PROBLEMS TO SOLVE:
A. Determine whether each of the following statements agrees with the RegexSplit documentation, and answer yes or no, quoting the words of the documentation that decide each case. (i) By default, the method saves each unmatched substring as a separate Stringlist item. (ii) A subexpression is a capturing group if its opening parenthesis is followed by a question mark. (iii) A Status value of 0 indicates that an error occurred.
B. Reproduce the passage of the RegexSplit documentation that runs from "Syntax terms" up to and including "regex is applied.".

Latest revision as of 22:16, 21 January 2022

Split a string onto a Stringlist using regex (Stringlist class)


This callable method repeatedly applies a regular expression, or "regex," to a given input string until it has tested the entire string. This splits the string into the substrings that are matched by the regex (the "separators") and the substrings that are not matched.

By default, the method saves each unmatched substring as a separate item in the Stringlist method object. The leftmost unmatched substring is the first item in the Stringlist, the next leftmost is the second item, and so on. A simple application of the method is to extract only the data items from a string of comma-separated data items. If the specified regex is a comma, each of the resulting Stringlist items will contain one of the data items. The Stringlist that is returned by a default invocation of RegexSplit will contain at least as many items as there are instances of matched substrings. Upon each match, the input string characters preceding the matched ones (and since the previous matched ones) are saved as a Stringlist item. If there are consecutive matching substrings (no unmatched characters between the matching ones), the corresponding Stringlist item for the second matching substring is empty. RegexSplit also has non-default alternatives that let you save the following in the Stringlist:

  • only the matched substrings
  • both the matched and unmatched substrings
  • only the substrings that are matched by capturing groups in the specified regex
  • the unmatched substrings and the substrings matched by capturing groups

Within a regex, characters enclosed by a pair of unescaped parentheses form a "subexpression". A subexpression is a capturing group if the opening parenthesis is not followed by a question mark (?). RegexSplit uses the rules of regular expression matching (information about which is provided in "Regex processing rules").

Specifying an invalid argument results in request cancellation.

Syntax

[%number =] sl:RegexSplit( inString, regex, [Options= string], - [Status= %output], [Add= regexSplitOutputOptions]) Throws InvalidRegex

Syntax terms

%number If specified, a numeric variable that is set to 0 if the regular expression was invalid or no match was found or some error occurred, or it is the number of items added to the method Stringlist sl.
sl A Stringlist object.
inString The input string, to which the regular expression regex is applied.
regex A string that is interpreted as a regular expression and is applied in a matching operation to the inString argument.
Options This is an optional, name required, parameter supplying a string of single letter options, which may be specified in uppercase or lowercase, in any combination, and blank separated or not as you prefer. For more information about these options, see Common regex options.
Status The Status argument (name required) is optional; if specified, it is set to an integer code. These values are possible:
n A successful match was obtained. The (positive) number of items that are added to the method Stringlist sl.
0 No match (inString not matched by regex), and no error.
-6 The regex produced a 0-byte match. This may be the result of metacharacters like ? or *, which by definition can "succeed" without matching a character. In these cases, %number is set to zero (although items may have been appended to the method Stringlist).
-1nnn The pattern in regex is invalid. nnn (the absolute value of the return minus 1000) gives the 1-based position of the character being scanned when the error was discovered. The value for an error occurring at end-of-string is the length of the string + 1.

If you omit this argument and an invalid regex pattern was specified, an InvalidRegex exception is thrown under Sirius Mods 7.2 and later, and the request is cancelled; under earlier versions of the Sirius Mods. If you omit this argument and another negative Status value is to be returned, the request is cancelled.

DATA SUPPLIED:
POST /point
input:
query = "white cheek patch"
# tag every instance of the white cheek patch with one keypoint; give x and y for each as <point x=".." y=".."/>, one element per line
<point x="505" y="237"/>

* * *

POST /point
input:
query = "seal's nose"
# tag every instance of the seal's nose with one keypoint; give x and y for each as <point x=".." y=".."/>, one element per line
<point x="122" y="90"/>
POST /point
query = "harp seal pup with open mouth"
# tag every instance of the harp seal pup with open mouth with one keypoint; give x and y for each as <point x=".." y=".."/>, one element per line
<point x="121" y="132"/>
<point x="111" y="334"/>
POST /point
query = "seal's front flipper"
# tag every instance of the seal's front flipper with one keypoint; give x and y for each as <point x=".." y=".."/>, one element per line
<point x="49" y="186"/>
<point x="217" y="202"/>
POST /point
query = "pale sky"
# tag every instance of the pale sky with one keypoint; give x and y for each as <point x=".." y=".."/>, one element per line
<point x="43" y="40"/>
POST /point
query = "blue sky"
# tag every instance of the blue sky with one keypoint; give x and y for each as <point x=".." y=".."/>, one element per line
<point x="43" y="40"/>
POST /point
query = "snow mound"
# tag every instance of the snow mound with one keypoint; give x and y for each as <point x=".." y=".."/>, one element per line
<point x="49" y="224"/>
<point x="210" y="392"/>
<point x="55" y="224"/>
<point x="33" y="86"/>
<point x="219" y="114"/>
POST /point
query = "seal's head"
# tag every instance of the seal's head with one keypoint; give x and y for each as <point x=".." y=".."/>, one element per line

* * *

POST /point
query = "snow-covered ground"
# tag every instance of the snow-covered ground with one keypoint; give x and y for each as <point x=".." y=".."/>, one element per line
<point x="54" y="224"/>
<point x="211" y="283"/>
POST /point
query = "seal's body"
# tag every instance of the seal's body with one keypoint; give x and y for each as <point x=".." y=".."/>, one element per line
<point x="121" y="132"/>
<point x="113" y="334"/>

THE ANSWERS:
A.
(i) Yes: "By default, the method saves each unmatched substring as a separate item in the Stringlist method object."
(ii) No: "A subexpression is a capturing group if the opening parenthesis is not followed by a question mark (?)."
(iii) No: "0 No match (inString not matched by regex), and no error."

B.
Syntax terms

%number If specified, a numeric variable that is set to 0 if the regular expression was invalid or no match was found or some error occurred, or it is the number of items added to the method Stringlist sl.
sl A Stringlist object.
inString The input string, to which the regular expression regex is applied.